DATA SHOWN>
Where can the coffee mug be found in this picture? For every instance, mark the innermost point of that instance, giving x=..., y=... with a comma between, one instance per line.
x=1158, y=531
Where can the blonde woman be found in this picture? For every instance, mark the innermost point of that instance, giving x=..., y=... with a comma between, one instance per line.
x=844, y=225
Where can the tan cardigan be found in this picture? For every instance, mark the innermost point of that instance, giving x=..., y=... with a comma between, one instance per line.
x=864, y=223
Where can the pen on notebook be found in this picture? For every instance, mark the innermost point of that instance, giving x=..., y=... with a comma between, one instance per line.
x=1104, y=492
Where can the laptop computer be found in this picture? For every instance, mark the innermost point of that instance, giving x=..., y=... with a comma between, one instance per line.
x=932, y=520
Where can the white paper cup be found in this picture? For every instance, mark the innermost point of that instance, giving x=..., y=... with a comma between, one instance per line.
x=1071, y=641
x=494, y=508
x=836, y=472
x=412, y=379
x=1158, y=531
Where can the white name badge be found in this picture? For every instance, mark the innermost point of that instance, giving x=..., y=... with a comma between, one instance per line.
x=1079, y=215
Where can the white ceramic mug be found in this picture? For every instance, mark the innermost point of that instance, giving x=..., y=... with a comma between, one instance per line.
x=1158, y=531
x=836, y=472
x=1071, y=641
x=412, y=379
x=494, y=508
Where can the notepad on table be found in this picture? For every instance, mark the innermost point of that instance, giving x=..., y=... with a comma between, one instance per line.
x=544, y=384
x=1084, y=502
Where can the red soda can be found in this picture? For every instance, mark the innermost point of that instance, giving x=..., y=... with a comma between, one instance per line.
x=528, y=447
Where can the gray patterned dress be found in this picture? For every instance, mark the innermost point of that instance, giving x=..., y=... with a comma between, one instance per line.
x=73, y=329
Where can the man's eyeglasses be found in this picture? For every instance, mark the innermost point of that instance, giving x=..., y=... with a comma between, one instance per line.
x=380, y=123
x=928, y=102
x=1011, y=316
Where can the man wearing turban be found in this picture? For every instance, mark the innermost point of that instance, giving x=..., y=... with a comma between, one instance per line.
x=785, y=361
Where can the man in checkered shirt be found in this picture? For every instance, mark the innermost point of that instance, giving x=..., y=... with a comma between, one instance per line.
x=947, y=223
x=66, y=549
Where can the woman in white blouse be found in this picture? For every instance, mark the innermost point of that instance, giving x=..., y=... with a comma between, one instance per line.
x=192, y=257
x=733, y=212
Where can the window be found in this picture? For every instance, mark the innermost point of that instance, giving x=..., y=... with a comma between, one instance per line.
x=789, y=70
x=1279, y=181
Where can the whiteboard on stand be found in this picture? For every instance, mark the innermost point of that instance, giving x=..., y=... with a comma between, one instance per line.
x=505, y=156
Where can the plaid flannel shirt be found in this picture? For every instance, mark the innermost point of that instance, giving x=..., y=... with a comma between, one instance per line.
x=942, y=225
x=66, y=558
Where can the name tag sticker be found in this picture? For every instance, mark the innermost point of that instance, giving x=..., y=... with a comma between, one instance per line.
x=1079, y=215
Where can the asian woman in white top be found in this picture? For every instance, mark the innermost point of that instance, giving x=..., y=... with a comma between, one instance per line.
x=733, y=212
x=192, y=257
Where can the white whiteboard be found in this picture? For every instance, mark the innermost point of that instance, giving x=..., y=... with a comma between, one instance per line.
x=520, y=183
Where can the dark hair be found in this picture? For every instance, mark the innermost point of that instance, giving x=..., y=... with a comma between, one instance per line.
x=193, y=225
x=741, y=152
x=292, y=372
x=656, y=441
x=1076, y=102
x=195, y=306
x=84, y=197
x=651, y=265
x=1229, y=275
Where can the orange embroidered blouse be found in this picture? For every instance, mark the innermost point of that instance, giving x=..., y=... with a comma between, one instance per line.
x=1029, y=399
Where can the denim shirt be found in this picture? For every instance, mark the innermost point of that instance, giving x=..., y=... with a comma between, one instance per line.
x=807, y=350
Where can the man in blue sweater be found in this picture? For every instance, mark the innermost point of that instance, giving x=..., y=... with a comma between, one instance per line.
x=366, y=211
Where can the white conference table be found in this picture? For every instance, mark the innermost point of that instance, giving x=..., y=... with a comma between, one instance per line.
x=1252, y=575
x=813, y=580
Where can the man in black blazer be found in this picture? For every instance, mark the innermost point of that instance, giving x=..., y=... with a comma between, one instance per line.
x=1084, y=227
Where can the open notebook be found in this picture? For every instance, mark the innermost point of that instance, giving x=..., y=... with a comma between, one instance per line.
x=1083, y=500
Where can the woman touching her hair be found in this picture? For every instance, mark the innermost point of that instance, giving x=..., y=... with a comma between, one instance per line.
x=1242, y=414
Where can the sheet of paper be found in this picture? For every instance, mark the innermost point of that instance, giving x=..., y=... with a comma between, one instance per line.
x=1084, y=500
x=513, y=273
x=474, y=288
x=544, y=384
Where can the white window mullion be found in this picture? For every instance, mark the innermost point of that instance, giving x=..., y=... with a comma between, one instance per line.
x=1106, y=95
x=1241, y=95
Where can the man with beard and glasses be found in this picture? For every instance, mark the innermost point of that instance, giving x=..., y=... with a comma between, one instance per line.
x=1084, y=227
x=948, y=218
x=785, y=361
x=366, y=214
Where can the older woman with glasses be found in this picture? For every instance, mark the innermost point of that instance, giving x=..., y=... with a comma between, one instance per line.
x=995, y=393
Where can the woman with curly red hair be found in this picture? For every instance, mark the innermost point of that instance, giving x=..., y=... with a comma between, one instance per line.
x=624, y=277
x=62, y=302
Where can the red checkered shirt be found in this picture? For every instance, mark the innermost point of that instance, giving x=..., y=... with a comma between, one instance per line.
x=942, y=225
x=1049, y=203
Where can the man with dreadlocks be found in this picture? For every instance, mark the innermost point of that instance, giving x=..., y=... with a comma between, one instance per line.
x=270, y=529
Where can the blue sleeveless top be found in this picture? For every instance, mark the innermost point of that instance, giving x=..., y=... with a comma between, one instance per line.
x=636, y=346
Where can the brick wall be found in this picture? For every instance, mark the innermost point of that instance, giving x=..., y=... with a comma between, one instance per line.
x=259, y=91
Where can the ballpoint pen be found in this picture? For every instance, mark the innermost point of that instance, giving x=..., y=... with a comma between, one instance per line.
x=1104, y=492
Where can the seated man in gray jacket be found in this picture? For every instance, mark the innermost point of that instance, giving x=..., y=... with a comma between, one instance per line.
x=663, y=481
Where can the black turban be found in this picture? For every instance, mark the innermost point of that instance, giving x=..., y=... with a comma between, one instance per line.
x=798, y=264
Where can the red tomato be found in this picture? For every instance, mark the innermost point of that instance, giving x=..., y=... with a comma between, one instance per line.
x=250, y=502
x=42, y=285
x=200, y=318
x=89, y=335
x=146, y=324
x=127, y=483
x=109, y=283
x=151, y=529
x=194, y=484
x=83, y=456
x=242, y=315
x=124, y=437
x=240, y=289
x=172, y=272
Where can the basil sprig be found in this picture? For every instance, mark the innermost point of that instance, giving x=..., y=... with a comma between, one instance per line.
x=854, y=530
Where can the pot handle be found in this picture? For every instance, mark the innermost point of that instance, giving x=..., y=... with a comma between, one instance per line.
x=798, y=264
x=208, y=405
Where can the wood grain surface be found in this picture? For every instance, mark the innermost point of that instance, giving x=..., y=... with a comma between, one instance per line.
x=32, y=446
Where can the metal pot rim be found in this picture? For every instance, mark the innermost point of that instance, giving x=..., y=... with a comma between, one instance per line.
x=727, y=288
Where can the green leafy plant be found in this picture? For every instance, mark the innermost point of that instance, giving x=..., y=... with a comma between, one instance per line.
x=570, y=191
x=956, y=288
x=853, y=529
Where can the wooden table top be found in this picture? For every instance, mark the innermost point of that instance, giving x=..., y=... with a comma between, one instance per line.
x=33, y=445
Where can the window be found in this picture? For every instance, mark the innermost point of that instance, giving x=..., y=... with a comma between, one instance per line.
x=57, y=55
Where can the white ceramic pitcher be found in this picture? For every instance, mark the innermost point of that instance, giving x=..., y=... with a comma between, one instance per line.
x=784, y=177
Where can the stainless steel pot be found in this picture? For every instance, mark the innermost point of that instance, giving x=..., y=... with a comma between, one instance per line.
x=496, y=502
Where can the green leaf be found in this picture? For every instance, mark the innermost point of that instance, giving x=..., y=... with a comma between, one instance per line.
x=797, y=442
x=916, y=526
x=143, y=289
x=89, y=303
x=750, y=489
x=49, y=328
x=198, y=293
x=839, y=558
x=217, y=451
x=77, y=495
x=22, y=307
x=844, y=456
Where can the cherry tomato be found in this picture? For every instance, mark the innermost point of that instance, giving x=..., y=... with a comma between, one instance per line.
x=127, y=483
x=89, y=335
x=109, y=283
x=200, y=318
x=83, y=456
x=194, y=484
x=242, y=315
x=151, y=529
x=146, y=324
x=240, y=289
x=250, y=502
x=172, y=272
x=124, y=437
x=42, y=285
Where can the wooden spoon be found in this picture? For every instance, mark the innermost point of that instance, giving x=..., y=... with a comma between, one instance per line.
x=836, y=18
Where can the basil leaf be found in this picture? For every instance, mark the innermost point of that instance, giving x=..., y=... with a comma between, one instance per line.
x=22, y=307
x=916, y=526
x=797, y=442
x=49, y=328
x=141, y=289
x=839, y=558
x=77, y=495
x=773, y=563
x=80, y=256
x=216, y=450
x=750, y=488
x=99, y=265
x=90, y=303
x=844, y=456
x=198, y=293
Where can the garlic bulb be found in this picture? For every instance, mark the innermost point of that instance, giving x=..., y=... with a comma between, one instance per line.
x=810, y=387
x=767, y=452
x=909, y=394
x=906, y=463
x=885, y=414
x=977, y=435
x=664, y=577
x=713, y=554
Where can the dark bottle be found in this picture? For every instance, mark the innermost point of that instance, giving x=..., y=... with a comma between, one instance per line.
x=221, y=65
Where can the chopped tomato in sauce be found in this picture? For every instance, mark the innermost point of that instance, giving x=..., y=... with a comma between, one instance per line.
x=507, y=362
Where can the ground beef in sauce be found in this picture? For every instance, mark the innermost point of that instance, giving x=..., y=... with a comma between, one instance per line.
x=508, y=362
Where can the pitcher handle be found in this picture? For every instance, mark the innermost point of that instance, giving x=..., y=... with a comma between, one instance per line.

WHAT TO DO>
Write out only the final block of lines, starting at the line with "Where can the cherry" and running to the end of the material.

RESPONSE TO THIS EXERCISE>
Where can the cherry tomato be found in this picture? For every instance, mark the innermost point of that instance, giving x=..., y=... with a comma between, one instance per line.
x=127, y=483
x=89, y=335
x=109, y=283
x=200, y=318
x=83, y=456
x=194, y=484
x=242, y=315
x=151, y=529
x=146, y=324
x=240, y=289
x=250, y=502
x=172, y=272
x=124, y=437
x=42, y=285
Where can the wooden spoon be found in this picture? For every instance, mark the innermost point of that instance, giving x=..., y=... with a comma between, one instance per line.
x=836, y=18
Where can the basil leaf be found in this picture? For every instance, mark the innermost point of that instance, giving x=..., y=... with a comma between, one instance per line.
x=22, y=307
x=916, y=526
x=797, y=442
x=49, y=328
x=141, y=289
x=839, y=558
x=77, y=495
x=773, y=563
x=80, y=256
x=216, y=450
x=750, y=488
x=99, y=265
x=90, y=303
x=844, y=456
x=198, y=293
Where can the garlic bulb be found in this picture? For every instance, mark the innermost point of that instance, giving x=..., y=... with a comma between, one instance per line.
x=810, y=387
x=767, y=452
x=909, y=394
x=906, y=463
x=885, y=414
x=977, y=435
x=664, y=577
x=713, y=554
Where can the dark bottle be found in this picture? For every instance, mark the innermost point of that instance, giving x=..., y=... with a comma between, one instance per line.
x=221, y=65
Where can the chopped tomato in sauce be found in this picture? For every instance, mark the innermost point of that instance, giving x=..., y=... with a comma between, one instance per line.
x=507, y=362
Where can the ground beef in sauce be found in this picture? For every instance, mark the innermost point of that instance, giving x=..., y=... with a comma between, one instance per line.
x=508, y=362
Where can the pitcher handle be found in this picture? For every instance, mark the innermost point of that instance, giving x=..., y=... with a comma between, one instance per line.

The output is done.